> _Gegeven opdracht A_
Hoeveel van de koopprijs krijgt een geregistreerde koper bij SplinQ volgens de tekst over de vaste boekenprijs in de regel terug als tegoed?
> _Gegeven opdracht B_
Druk alsjeblieft uit de tekst over de vaste boekenprijs letterlijk het stuk af dat opent met de woorden "Hof Amsterdam 14" en sluit met "van de Media.".

> _Aangeleverde tekst_

————

RB

Media  

RB 984

In beginsel een inbreuk op de beginselen

Hof Amsterdam 14 juni 2011, LJN BQ8050 (Splinq B.V. tegen Commissariaat voor de Media)

In navolging van LJN BN6312

Wet op de vaste boekenprijs. Reclame. eCommerce. Cashback. SplinQ exploiteert advertentiesite voor diverse producten met een cashbackfaciliteit (geregistreerde koper ontvangt deel van koopprijs terug als tegoed, in de regel de helft van koopprijs). Overtreding artikel 6 lid 1 eerste volzin Wet op de vaste boekenprijs?

Boekverkoper verleend geen korting aan eindafnemer, maar plaatst advertentie op een site. Derde (website-exploitant) geeft deel aan advertentie-opbrengst door in het kader van een algemeen beloningssysteem. Geen samenwerking of afspraak tussen boekverkoper en exploitant, noch bijzondere of bovenmatige vergoeding voor plaatsen van advertentie. Dus geen overtreding Wvbp, verklaring voor recht. Proceskostenveroordeling Commissariaat van de Media.

4.1 (...) De cashbackconstructie van SplinQ is volgens de rechtbank in strijd is met dat gesloten stelsel omdat de eindafnemer via SplinQ feitelijk een korting krijgt op de aanschaf van een boek, die afkomstig is van door de boekverkoper aan SplinQ betaalde gelden. Een ander oordeel zou volgens de rechtbank ertoe leiden dat de Wvbp eenvoudig zou kunnen worden ontdoken. De cashbackconstructie is volgens de rechtbank niet in overeenstemming met het doel en de strekking van de Wvbp omdat die constructie leidt tot door de wetgever onwenselijk geachte prijsconcurrentie en de internetboekhandel blijkens de wetsgeschiedenis geen bijzondere positie inneemt.

————

> _Verzameling items_
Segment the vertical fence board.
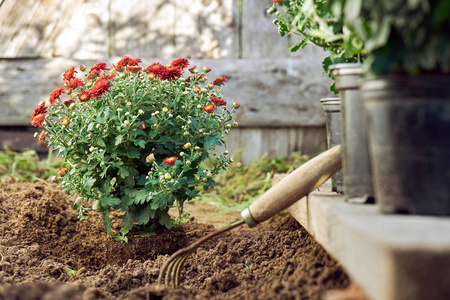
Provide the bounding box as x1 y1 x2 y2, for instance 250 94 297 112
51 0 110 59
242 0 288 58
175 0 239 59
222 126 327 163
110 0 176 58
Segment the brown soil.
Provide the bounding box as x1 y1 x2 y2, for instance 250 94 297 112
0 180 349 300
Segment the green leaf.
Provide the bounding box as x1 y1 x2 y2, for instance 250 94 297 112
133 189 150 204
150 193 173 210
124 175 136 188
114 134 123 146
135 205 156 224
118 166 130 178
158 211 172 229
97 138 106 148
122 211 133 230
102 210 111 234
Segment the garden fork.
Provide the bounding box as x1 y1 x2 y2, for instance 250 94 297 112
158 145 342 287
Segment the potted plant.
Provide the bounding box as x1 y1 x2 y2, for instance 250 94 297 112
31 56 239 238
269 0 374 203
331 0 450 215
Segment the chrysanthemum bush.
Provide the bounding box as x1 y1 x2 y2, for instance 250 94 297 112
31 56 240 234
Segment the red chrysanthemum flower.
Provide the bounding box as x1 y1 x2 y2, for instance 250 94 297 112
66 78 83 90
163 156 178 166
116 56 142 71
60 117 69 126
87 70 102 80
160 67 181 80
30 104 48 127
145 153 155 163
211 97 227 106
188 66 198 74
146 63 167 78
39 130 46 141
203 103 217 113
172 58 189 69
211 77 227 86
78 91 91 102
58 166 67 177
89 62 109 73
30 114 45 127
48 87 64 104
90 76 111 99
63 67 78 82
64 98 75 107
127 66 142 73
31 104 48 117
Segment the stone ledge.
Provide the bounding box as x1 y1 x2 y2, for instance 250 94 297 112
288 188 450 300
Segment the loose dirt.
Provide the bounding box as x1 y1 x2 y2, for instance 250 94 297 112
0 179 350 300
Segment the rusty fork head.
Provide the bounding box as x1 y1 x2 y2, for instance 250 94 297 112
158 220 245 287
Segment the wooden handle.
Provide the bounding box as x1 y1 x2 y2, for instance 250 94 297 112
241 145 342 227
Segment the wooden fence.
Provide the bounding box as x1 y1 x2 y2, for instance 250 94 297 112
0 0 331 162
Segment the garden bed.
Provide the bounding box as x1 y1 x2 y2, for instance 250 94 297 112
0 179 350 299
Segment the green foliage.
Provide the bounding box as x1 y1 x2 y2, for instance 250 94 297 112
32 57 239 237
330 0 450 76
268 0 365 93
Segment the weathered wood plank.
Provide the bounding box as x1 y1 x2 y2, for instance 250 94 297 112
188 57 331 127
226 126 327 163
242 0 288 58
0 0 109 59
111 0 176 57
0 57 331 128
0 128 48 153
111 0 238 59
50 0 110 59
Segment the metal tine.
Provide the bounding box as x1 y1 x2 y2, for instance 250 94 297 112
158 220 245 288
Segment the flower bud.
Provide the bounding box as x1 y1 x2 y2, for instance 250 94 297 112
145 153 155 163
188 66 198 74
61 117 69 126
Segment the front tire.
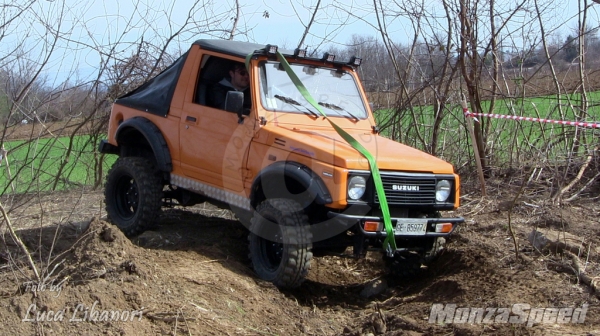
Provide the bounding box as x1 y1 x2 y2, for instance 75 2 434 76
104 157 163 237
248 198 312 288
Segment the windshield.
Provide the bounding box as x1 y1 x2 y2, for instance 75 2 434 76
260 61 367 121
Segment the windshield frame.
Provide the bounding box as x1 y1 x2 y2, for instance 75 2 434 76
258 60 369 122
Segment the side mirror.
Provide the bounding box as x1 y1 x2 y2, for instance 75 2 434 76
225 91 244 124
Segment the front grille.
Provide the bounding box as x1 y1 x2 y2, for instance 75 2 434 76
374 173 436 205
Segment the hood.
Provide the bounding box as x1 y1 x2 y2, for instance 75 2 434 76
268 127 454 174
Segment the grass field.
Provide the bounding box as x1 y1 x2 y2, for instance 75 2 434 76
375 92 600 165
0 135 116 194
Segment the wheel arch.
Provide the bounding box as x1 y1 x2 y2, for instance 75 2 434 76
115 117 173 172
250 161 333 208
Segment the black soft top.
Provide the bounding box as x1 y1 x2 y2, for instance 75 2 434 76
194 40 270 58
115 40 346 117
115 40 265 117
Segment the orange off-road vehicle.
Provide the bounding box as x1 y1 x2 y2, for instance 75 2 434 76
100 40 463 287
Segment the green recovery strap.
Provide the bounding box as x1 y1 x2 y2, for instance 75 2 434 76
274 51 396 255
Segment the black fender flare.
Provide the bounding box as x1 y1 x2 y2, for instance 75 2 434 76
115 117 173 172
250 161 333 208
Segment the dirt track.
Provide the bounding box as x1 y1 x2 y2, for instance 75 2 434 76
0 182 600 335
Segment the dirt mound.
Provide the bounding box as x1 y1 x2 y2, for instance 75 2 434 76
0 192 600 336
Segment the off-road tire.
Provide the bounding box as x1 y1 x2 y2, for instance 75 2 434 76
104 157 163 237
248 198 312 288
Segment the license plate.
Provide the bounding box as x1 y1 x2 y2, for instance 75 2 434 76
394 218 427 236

————

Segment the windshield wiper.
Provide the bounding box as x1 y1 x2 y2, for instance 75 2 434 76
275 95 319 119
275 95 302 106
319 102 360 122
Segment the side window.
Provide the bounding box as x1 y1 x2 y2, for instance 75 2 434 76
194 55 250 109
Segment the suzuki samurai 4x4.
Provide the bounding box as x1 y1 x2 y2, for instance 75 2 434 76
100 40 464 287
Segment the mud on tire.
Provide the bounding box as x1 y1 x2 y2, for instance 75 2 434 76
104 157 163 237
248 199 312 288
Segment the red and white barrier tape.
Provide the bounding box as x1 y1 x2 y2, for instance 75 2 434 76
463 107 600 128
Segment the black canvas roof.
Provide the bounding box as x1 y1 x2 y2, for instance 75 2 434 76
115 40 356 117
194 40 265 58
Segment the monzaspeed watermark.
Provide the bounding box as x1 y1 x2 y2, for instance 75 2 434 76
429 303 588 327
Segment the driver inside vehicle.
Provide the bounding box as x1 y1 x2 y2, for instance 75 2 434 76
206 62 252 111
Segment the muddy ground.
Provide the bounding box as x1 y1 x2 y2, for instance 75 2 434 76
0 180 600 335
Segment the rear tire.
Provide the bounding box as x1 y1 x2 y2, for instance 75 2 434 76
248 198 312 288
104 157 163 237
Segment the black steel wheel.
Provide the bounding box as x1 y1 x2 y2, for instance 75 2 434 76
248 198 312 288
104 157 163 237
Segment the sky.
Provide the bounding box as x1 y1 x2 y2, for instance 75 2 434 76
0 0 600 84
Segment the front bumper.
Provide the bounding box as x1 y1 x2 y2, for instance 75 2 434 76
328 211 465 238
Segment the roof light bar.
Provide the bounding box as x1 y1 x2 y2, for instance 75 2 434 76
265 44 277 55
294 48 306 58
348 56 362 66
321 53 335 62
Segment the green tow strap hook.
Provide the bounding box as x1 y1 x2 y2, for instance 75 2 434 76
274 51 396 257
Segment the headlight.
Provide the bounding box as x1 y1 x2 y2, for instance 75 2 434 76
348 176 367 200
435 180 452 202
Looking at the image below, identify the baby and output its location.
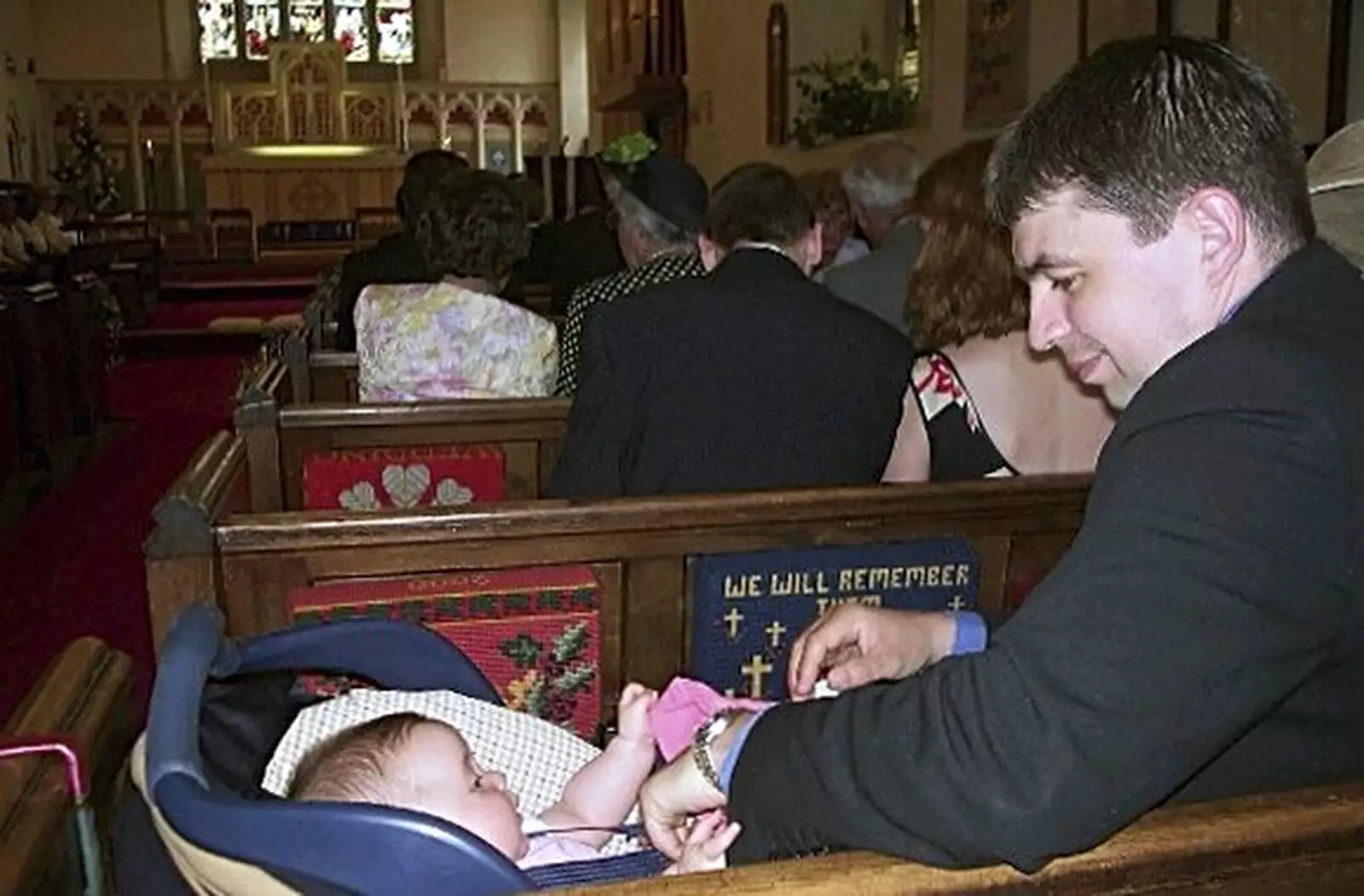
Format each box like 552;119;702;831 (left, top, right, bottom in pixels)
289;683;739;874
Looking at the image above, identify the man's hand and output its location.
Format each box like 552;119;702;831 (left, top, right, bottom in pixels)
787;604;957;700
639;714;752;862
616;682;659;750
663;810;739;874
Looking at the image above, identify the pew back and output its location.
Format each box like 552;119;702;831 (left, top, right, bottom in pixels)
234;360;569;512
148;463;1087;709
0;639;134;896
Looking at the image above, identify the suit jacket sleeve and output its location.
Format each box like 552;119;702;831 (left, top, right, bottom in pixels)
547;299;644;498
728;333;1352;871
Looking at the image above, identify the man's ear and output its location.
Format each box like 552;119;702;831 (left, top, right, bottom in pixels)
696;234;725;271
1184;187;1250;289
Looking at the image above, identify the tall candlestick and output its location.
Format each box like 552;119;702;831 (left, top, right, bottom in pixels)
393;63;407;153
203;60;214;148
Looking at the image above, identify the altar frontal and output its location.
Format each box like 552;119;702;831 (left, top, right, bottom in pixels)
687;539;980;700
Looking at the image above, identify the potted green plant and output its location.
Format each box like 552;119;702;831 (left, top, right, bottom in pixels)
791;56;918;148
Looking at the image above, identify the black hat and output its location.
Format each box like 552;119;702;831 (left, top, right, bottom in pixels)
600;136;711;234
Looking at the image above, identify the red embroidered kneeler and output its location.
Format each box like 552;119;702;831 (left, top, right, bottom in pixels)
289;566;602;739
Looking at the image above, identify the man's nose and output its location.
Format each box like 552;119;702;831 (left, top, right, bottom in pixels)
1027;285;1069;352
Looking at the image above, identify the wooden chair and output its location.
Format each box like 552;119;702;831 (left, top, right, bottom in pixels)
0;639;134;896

————

> _Uitgewerkte oplossing A_
In de regel de helft van de koopprijs.

> _Uitgewerkte oplossing B_
Hof Amsterdam 14 juni 2011, LJN BQ8050 (Splinq B.V. tegen Commissariaat voor de Media)

In navolging van LJN BN6312

Wet op de vaste boekenprijs. Reclame. eCommerce. Cashback. SplinQ exploiteert advertentiesite voor diverse producten met een cashbackfaciliteit (geregistreerde koper ontvangt deel van koopprijs terug als tegoed, in de regel de helft van koopprijs). Overtreding artikel 6 lid 1 eerste volzin Wet op de vaste boekenprijs?

Boekverkoper verleend geen korting aan eindafnemer, maar plaatst advertentie op een site. Derde (website-exploitant) geeft deel aan advertentie-opbrengst door in het kader van een algemeen beloningssysteem. Geen samenwerking of afspraak tussen boekverkoper en exploitant, noch bijzondere of bovenmatige vergoeding voor plaatsen van advertentie. Dus geen overtreding Wvbp, verklaring voor recht. Proceskostenveroordeling Commissariaat van de Media.